WORK REQUEST:
Copy every line that holds the string "order" from the data below.

(Stored data)
"""

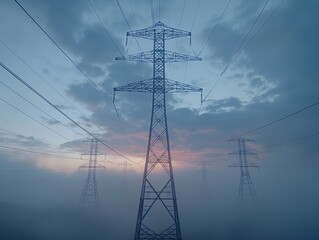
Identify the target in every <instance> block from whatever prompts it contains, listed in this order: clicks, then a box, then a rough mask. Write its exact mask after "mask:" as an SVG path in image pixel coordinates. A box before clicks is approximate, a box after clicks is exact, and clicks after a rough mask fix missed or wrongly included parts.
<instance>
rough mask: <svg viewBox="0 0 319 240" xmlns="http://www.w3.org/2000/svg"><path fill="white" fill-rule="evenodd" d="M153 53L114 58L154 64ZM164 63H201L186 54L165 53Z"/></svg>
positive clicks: (200, 58)
mask: <svg viewBox="0 0 319 240" xmlns="http://www.w3.org/2000/svg"><path fill="white" fill-rule="evenodd" d="M154 55H156V54H154V51H153V50H152V51H147V52H141V53H136V54H130V55H124V56H121V57H116V58H115V60H127V61H136V62H151V63H153V62H154ZM164 56H165V62H166V63H169V62H185V61H201V60H202V58H201V57H196V56H190V55H187V54H182V53H177V52H171V51H165V53H164Z"/></svg>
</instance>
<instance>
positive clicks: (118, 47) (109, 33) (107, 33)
mask: <svg viewBox="0 0 319 240" xmlns="http://www.w3.org/2000/svg"><path fill="white" fill-rule="evenodd" d="M88 2H89V4H90V6H91V8H92V9H93V12H94V14H95V16H96V17H97V18H98V19H99V21H100V23H101V24H102V26H103V27H104V31H105V32H106V34H107V36H108V37H109V38H110V39H111V41H112V43H113V44H114V46H115V47H116V49H117V50H118V51H119V53H120V54H121V55H122V56H124V55H123V53H122V51H121V49H120V48H119V46H118V45H117V43H116V42H115V40H114V39H113V37H112V36H111V34H110V32H109V31H108V30H107V28H106V26H105V24H104V22H103V21H102V19H101V18H100V16H99V14H98V13H97V11H96V9H95V7H94V5H93V3H92V2H91V1H90V0H88Z"/></svg>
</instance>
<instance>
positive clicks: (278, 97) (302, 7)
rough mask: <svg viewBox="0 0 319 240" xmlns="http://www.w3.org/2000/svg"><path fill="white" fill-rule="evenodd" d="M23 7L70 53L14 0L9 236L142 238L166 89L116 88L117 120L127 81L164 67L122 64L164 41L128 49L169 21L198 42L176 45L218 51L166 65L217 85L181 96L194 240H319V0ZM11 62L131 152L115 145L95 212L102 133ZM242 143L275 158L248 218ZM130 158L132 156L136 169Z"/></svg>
mask: <svg viewBox="0 0 319 240" xmlns="http://www.w3.org/2000/svg"><path fill="white" fill-rule="evenodd" d="M18 2H19V3H20V4H21V6H23V8H25V10H26V11H27V12H28V13H29V14H30V16H31V17H32V18H33V19H34V20H35V21H36V22H37V23H38V24H39V25H40V26H41V27H42V28H43V29H44V30H45V31H46V33H47V34H48V35H49V36H50V37H51V39H52V40H53V41H54V42H55V43H56V44H57V45H58V47H57V46H56V45H55V44H54V43H53V41H51V40H50V39H49V37H48V36H46V35H45V34H44V33H43V31H41V29H40V28H39V27H38V26H37V25H36V24H35V23H34V22H33V21H32V20H31V19H30V17H29V16H28V15H27V14H26V13H25V12H24V11H23V10H22V8H21V7H19V5H18V4H17V3H16V1H14V0H1V1H0V4H1V7H0V22H1V28H0V41H1V42H0V52H1V55H0V62H1V68H0V83H1V86H0V92H1V95H0V107H1V118H0V189H1V192H2V193H1V194H0V209H1V216H0V228H1V229H6V231H4V233H2V235H1V236H5V237H4V239H57V238H59V239H82V238H83V239H86V238H87V237H89V236H93V237H94V239H115V240H116V239H118V240H122V239H132V238H133V235H134V227H135V220H136V214H137V207H138V198H139V193H140V185H141V178H142V171H143V164H144V161H145V154H146V144H147V136H148V129H149V121H150V113H151V95H150V94H143V93H142V94H141V93H123V92H117V93H116V97H115V104H116V107H117V111H118V114H117V112H116V110H115V108H114V106H113V103H112V100H113V88H114V87H117V86H121V85H124V84H127V83H129V82H134V81H138V80H144V79H149V78H151V77H152V65H150V64H148V63H135V62H125V61H115V57H117V56H121V55H122V54H125V53H128V54H134V53H138V52H140V51H141V49H142V50H143V51H148V50H151V48H152V42H151V41H149V40H143V39H134V38H132V39H128V41H127V44H126V32H128V31H130V30H135V29H141V28H145V27H148V26H150V25H152V24H153V23H154V22H157V21H159V20H160V21H162V22H164V23H165V24H167V25H169V26H171V27H174V28H180V29H183V30H186V31H191V32H192V40H191V45H190V44H189V43H190V42H189V39H186V38H181V39H176V40H170V41H169V42H167V44H166V47H167V49H168V50H171V51H176V52H181V53H185V54H190V55H195V56H199V57H202V58H203V60H202V61H198V62H188V63H186V62H183V63H175V64H172V63H171V64H167V65H166V77H167V78H169V79H173V80H176V81H180V82H184V83H188V84H191V85H194V86H197V87H201V88H203V99H204V101H203V102H202V104H201V96H200V94H198V93H190V94H174V95H167V104H168V105H167V115H168V126H169V134H170V143H171V153H172V159H173V166H174V174H175V182H176V191H177V198H178V205H179V213H180V221H181V230H182V235H183V238H184V239H186V240H187V239H189V240H191V239H225V240H226V239H227V240H228V239H229V240H231V239H265V240H266V239H318V237H319V230H318V229H319V221H318V214H319V207H318V204H317V202H318V200H319V192H318V183H319V162H318V160H319V150H318V136H319V127H318V120H319V104H318V101H319V94H318V87H319V83H318V79H317V74H316V72H317V68H318V60H317V56H318V53H319V47H318V42H319V34H318V30H317V28H318V26H319V17H318V13H317V12H318V9H319V3H318V1H315V0H306V1H299V0H284V1H282V0H268V1H267V0H254V1H243V0H232V1H225V0H214V1H211V0H188V1H187V0H176V1H168V0H153V1H148V0H119V1H116V0H109V1H102V0H90V1H89V0H68V1H61V0H55V1H53V0H20V1H18ZM228 3H229V4H228ZM226 6H227V8H226ZM121 10H122V11H123V12H122V11H121ZM59 48H60V49H59ZM5 68H7V69H10V70H11V71H12V72H13V73H14V74H16V75H17V76H19V77H20V78H21V79H23V80H24V81H25V82H26V83H28V84H29V85H30V86H31V87H33V88H34V89H35V90H36V91H38V92H39V93H40V94H41V95H43V96H45V97H46V98H47V99H48V100H49V101H50V102H52V103H53V104H54V105H56V106H57V107H58V108H59V109H60V111H63V112H64V113H65V114H67V115H68V116H69V117H70V118H72V119H73V120H74V121H76V122H77V123H78V124H79V125H80V126H82V127H83V128H85V129H86V130H87V131H88V132H90V133H92V134H93V135H94V136H97V137H98V138H100V139H103V140H104V141H105V143H106V144H107V145H108V146H110V147H111V148H112V149H114V150H115V151H116V152H117V153H120V154H121V155H122V156H121V155H119V154H117V153H116V152H114V151H111V150H110V149H108V148H106V147H102V146H100V153H103V154H105V157H103V156H101V157H100V161H101V164H103V165H104V166H105V167H106V168H105V170H98V173H97V181H98V187H99V191H100V208H101V210H100V212H99V215H98V216H95V221H93V222H92V219H90V217H88V216H87V215H84V214H83V212H82V211H81V210H80V209H79V205H78V203H79V198H80V195H81V192H82V188H83V185H84V183H85V178H86V175H87V172H86V170H85V169H81V170H80V171H78V168H79V166H82V165H85V164H86V160H85V159H82V160H81V154H82V153H87V152H88V151H89V144H87V143H84V142H83V141H86V140H89V139H90V136H89V135H88V134H87V133H86V132H85V131H83V129H81V128H79V127H78V126H76V125H75V124H74V123H72V122H71V121H69V119H67V118H65V116H63V115H62V114H61V113H59V112H58V111H57V110H56V109H54V108H52V107H51V106H50V105H48V104H47V103H46V102H45V101H43V99H41V98H39V96H37V95H35V94H34V93H33V92H32V91H30V89H27V88H26V87H25V85H23V84H21V82H19V81H18V80H17V79H16V78H15V77H13V75H12V74H10V73H9V72H8V71H7V70H5ZM239 136H241V137H245V138H249V139H254V140H255V141H256V142H255V144H248V145H247V147H248V148H249V151H251V152H256V153H258V159H257V158H249V161H250V163H251V164H255V165H259V166H260V169H259V170H258V169H250V174H251V177H252V181H253V183H254V186H255V190H256V194H257V196H258V204H257V205H256V206H255V208H254V210H253V211H252V212H250V214H246V215H245V218H244V217H243V215H241V214H238V208H237V192H238V185H239V169H238V168H230V169H229V168H228V166H229V165H233V164H236V163H238V159H237V157H236V156H231V157H229V156H228V153H229V152H234V151H237V144H236V142H231V143H228V142H227V140H228V139H234V138H237V137H239ZM123 156H125V157H126V158H128V159H129V160H130V161H133V162H131V163H130V164H131V165H128V166H129V167H128V173H127V176H126V177H125V176H124V177H123V163H124V161H128V160H127V159H126V158H123ZM203 162H206V163H207V182H206V183H205V182H204V184H203V179H202V167H201V166H202V163H203ZM243 218H244V219H243ZM93 225H94V226H93ZM87 229H90V230H87ZM9 237H11V238H9Z"/></svg>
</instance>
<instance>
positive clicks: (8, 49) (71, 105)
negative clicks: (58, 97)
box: [0, 39, 85, 116]
mask: <svg viewBox="0 0 319 240" xmlns="http://www.w3.org/2000/svg"><path fill="white" fill-rule="evenodd" d="M0 42H1V43H2V44H3V45H4V46H5V47H6V48H7V49H8V50H9V51H10V52H11V53H12V54H14V55H15V56H16V57H17V58H18V59H19V60H20V61H21V62H22V63H23V64H24V65H25V66H27V67H28V68H29V69H30V70H31V71H32V72H33V73H34V74H35V75H37V76H38V77H39V78H40V79H41V80H42V81H43V82H45V83H46V84H47V85H48V86H49V87H50V88H51V89H52V90H53V91H54V92H55V93H57V94H58V95H60V96H61V97H62V98H64V100H66V101H67V102H68V103H69V104H70V105H71V106H72V107H74V109H76V110H77V111H78V112H79V113H80V114H81V115H83V116H85V115H84V114H83V113H82V112H81V111H80V110H79V109H78V108H77V107H76V106H75V105H74V104H73V103H72V102H71V101H70V100H69V98H68V97H67V96H64V95H63V94H61V93H60V92H59V91H58V90H57V89H56V88H54V87H53V86H52V85H51V84H50V83H49V82H48V81H46V80H45V79H44V78H43V77H41V76H40V74H39V73H38V72H37V71H35V70H34V69H33V68H32V67H31V66H30V65H29V64H27V63H26V62H25V61H24V60H23V59H22V58H21V57H20V56H19V55H18V54H17V53H16V52H14V51H13V50H12V49H11V48H10V47H9V46H8V45H7V44H5V43H4V42H3V41H2V40H1V39H0Z"/></svg>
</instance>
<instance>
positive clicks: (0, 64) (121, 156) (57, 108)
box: [0, 61, 138, 164]
mask: <svg viewBox="0 0 319 240" xmlns="http://www.w3.org/2000/svg"><path fill="white" fill-rule="evenodd" d="M0 66H1V67H3V68H4V69H5V70H6V71H7V72H8V73H10V74H11V75H12V76H13V77H15V78H16V79H17V80H18V81H19V82H21V83H22V84H23V85H25V86H26V87H27V88H28V89H30V90H31V91H32V92H33V93H35V94H36V95H37V96H39V97H40V98H41V99H42V100H44V101H45V102H46V103H47V104H49V105H50V106H51V107H53V108H54V109H55V110H57V111H58V112H59V113H60V114H62V115H63V116H64V117H66V118H67V119H69V120H70V121H71V122H72V123H73V124H75V125H76V126H78V127H79V128H80V129H82V130H83V131H84V132H86V133H87V134H88V135H90V136H91V137H93V138H94V139H95V140H97V141H98V142H100V143H101V144H103V145H104V146H105V147H107V148H108V149H110V150H111V151H112V152H114V153H116V154H117V155H119V156H121V157H122V158H124V159H126V160H128V161H130V162H133V163H135V164H138V163H136V162H134V161H132V160H130V159H129V158H127V157H125V156H124V155H123V154H121V153H119V152H118V151H116V150H115V149H114V148H112V147H110V146H109V145H107V144H106V143H104V142H103V141H101V140H100V139H98V138H97V137H95V136H94V135H93V134H92V133H90V132H89V131H88V130H87V129H85V128H84V127H82V126H81V125H80V124H79V123H77V122H76V121H75V120H73V119H72V118H71V117H70V116H68V115H67V114H66V113H64V112H63V111H62V110H60V109H59V108H58V107H57V106H56V105H54V104H53V103H52V102H50V101H49V100H48V99H47V98H46V97H44V96H43V95H42V94H40V93H39V92H38V91H37V90H35V89H34V88H33V87H32V86H30V85H29V84H28V83H27V82H26V81H24V80H23V79H22V78H20V77H19V76H18V75H17V74H15V73H14V72H13V71H11V70H10V69H9V68H8V67H7V66H6V65H4V64H3V63H2V62H1V61H0Z"/></svg>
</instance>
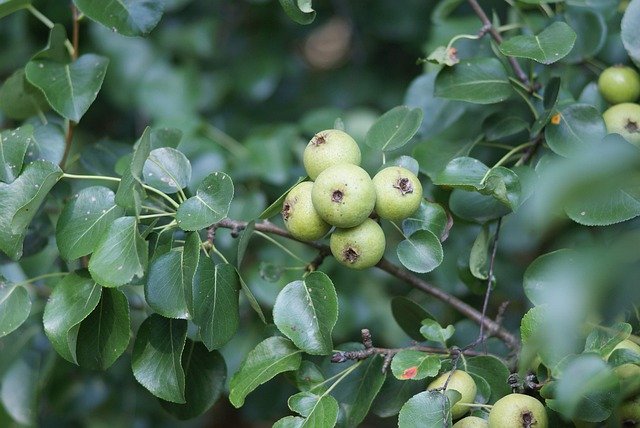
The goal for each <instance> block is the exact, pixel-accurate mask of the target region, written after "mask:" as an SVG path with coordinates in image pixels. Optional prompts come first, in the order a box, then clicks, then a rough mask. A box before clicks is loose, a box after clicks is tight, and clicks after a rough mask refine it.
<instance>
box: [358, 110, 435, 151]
mask: <svg viewBox="0 0 640 428" xmlns="http://www.w3.org/2000/svg"><path fill="white" fill-rule="evenodd" d="M422 116H423V112H422V109H420V108H414V109H410V108H409V107H407V106H398V107H394V108H393V109H391V110H389V111H388V112H386V113H385V114H383V115H382V116H381V117H380V118H379V119H378V120H377V121H376V122H375V123H374V124H373V125H372V126H371V128H369V131H368V132H367V137H366V139H365V143H366V144H367V145H368V146H369V147H372V148H374V149H378V150H382V151H391V150H395V149H398V148H400V147H402V146H404V145H405V144H407V143H408V142H409V140H411V137H413V136H414V135H415V133H416V132H418V129H420V124H421V123H422Z"/></svg>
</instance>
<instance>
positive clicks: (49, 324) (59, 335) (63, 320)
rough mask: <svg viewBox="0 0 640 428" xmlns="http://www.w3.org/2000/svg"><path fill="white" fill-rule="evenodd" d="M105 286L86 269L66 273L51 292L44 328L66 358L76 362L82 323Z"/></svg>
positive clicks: (74, 362) (90, 309)
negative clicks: (79, 270) (77, 348)
mask: <svg viewBox="0 0 640 428" xmlns="http://www.w3.org/2000/svg"><path fill="white" fill-rule="evenodd" d="M101 293H102V288H101V287H100V285H98V283H96V282H95V281H94V280H93V279H91V278H90V277H89V276H88V275H87V274H86V273H84V272H73V273H70V274H69V275H67V276H65V277H64V279H63V280H62V281H60V282H59V283H58V285H56V287H55V288H54V289H53V291H52V292H51V297H49V300H48V301H47V304H46V306H45V308H44V315H43V316H42V322H43V323H44V331H45V333H46V334H47V337H48V338H49V340H50V341H51V344H52V345H53V348H54V349H55V350H56V351H57V352H58V354H60V355H61V356H62V357H63V358H64V359H65V360H68V361H71V362H72V363H75V364H77V363H78V359H77V355H76V346H77V340H78V331H79V330H80V323H81V322H82V321H83V320H84V319H85V318H87V317H88V316H89V314H90V313H91V312H92V311H93V310H94V309H95V307H96V306H97V305H98V303H99V302H100V295H101Z"/></svg>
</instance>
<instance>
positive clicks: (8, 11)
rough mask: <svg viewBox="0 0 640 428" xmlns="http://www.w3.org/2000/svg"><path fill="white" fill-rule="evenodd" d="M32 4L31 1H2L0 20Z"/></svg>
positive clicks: (15, 0)
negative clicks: (2, 18)
mask: <svg viewBox="0 0 640 428" xmlns="http://www.w3.org/2000/svg"><path fill="white" fill-rule="evenodd" d="M30 4H31V0H0V18H4V17H5V16H7V15H11V14H12V13H13V12H16V11H18V10H20V9H24V8H25V7H27V6H29V5H30Z"/></svg>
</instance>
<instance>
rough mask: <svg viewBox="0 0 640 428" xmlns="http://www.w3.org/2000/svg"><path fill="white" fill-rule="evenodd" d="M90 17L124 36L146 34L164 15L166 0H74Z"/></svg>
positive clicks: (82, 12) (154, 27) (91, 18)
mask: <svg viewBox="0 0 640 428" xmlns="http://www.w3.org/2000/svg"><path fill="white" fill-rule="evenodd" d="M73 2H74V3H75V4H76V6H77V7H78V9H79V10H80V11H81V12H82V13H83V14H85V15H87V16H88V17H89V18H91V19H93V20H94V21H96V22H99V23H100V24H102V25H104V26H105V27H107V28H108V29H110V30H111V31H114V32H116V33H120V34H122V35H124V36H145V35H147V34H149V33H150V32H151V30H153V29H154V28H155V26H156V25H157V24H158V22H159V21H160V18H161V17H162V12H163V9H164V2H161V1H146V0H119V1H114V2H107V3H105V2H103V1H100V0H73Z"/></svg>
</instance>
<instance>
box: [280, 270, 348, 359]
mask: <svg viewBox="0 0 640 428" xmlns="http://www.w3.org/2000/svg"><path fill="white" fill-rule="evenodd" d="M337 320H338V297H337V295H336V291H335V288H334V286H333V283H332V282H331V279H329V277H328V276H327V275H325V274H324V273H322V272H319V271H315V272H311V273H310V274H309V275H307V276H306V277H305V278H304V279H303V280H300V281H294V282H291V283H289V284H287V285H286V286H285V287H284V288H283V289H282V291H280V293H279V294H278V297H277V298H276V302H275V304H274V307H273V321H274V323H275V324H276V326H277V327H278V329H279V330H280V331H281V332H282V333H283V334H284V335H285V336H287V337H288V338H289V339H291V340H292V341H293V343H294V344H295V345H296V346H297V347H298V348H300V349H302V350H303V351H305V352H307V353H309V354H314V355H326V354H329V353H331V351H332V349H333V342H332V340H331V332H332V331H333V327H334V326H335V324H336V321H337Z"/></svg>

"""

EXPECTED ANSWER:
Identify the target in every <instance> block from whatever prompts it contains, listed in this order: clicks, then a box, then a rough mask. Write its exact mask after "mask:" as an SVG path in image pixel coordinates. A box before clicks is approximate, a box after clicks is exact, and clicks after a rough mask fix missed or wrongly included parts.
The goal for each <instance> block is the exact, pixel-accurate mask of the target region, written after "mask:" as an SVG path with coordinates in image pixels. Optional prompts come first, in the order a box, then clicks, then a rough mask. A box before clicks is loose, a box after clicks is tight, and clicks after a rough mask refine it.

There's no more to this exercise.